Exercise prompt:
Locate each of the following lines that contains the word "instances", and copy those lines in full.

═══ Material provided ═══

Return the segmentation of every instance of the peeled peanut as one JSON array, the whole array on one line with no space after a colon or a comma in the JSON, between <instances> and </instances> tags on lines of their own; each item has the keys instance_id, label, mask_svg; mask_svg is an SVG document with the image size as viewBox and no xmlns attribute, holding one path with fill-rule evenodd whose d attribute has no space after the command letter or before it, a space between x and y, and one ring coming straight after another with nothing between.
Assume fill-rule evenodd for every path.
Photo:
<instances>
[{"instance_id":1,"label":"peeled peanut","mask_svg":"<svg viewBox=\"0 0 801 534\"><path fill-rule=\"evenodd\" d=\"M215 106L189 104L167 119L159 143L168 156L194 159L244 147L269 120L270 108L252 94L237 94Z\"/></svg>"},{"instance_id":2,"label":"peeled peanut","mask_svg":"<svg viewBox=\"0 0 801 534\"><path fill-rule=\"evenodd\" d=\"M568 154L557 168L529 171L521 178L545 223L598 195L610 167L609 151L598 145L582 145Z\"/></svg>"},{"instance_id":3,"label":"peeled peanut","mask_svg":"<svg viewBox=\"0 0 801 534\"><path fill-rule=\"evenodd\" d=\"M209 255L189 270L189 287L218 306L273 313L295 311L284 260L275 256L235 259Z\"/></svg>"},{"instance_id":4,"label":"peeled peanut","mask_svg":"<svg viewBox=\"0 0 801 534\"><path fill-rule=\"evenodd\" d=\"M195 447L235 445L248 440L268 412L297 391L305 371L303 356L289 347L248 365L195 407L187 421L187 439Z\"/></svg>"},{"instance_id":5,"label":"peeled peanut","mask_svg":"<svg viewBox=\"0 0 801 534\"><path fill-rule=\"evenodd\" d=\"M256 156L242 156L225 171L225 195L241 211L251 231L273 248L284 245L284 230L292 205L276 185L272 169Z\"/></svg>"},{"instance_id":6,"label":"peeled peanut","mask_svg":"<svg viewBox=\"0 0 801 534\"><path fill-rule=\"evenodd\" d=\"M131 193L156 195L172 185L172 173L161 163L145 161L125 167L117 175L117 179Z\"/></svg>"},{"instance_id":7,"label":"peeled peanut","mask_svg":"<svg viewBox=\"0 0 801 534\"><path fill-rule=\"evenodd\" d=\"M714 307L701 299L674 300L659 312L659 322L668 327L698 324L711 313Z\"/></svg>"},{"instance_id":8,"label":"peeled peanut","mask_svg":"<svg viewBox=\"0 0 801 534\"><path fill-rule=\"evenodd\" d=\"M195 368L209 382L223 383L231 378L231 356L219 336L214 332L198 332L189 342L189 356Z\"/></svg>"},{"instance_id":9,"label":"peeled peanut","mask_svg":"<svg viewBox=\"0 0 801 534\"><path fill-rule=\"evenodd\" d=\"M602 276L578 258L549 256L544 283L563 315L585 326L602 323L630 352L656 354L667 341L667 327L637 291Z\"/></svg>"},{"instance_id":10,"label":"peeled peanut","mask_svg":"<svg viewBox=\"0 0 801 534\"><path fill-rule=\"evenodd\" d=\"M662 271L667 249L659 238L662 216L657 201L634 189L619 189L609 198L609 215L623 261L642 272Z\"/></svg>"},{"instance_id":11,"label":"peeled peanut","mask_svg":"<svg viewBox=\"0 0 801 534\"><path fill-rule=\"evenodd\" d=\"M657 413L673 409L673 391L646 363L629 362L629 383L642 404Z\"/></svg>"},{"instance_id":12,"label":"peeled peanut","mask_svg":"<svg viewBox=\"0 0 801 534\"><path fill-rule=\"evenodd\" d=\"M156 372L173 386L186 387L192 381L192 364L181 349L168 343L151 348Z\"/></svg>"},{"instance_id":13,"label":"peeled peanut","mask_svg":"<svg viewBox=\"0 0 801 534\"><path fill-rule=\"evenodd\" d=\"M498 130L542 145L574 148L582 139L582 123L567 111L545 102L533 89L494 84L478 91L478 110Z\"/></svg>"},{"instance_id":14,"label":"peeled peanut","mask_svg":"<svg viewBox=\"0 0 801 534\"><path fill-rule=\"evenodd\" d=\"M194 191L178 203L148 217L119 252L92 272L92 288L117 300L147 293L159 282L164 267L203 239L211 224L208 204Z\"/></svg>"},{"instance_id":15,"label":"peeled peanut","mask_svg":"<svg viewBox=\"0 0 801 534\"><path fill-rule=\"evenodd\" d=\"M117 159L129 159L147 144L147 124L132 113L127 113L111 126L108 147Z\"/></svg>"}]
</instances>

═══

Complete response:
Return the segmentation of every instance of the peeled peanut as one JSON array, the whole array on one line with no space after a colon or a comma in the JSON, between <instances> and </instances> tags on lines of their own; each item has the keys instance_id, label, mask_svg; mask_svg is an SVG document with the image size as viewBox and no xmlns attribute, holding one path with fill-rule evenodd whose d attribute has no space after the command letter or before it, a space between x and y, and one ring coming straight after another with nothing between.
<instances>
</instances>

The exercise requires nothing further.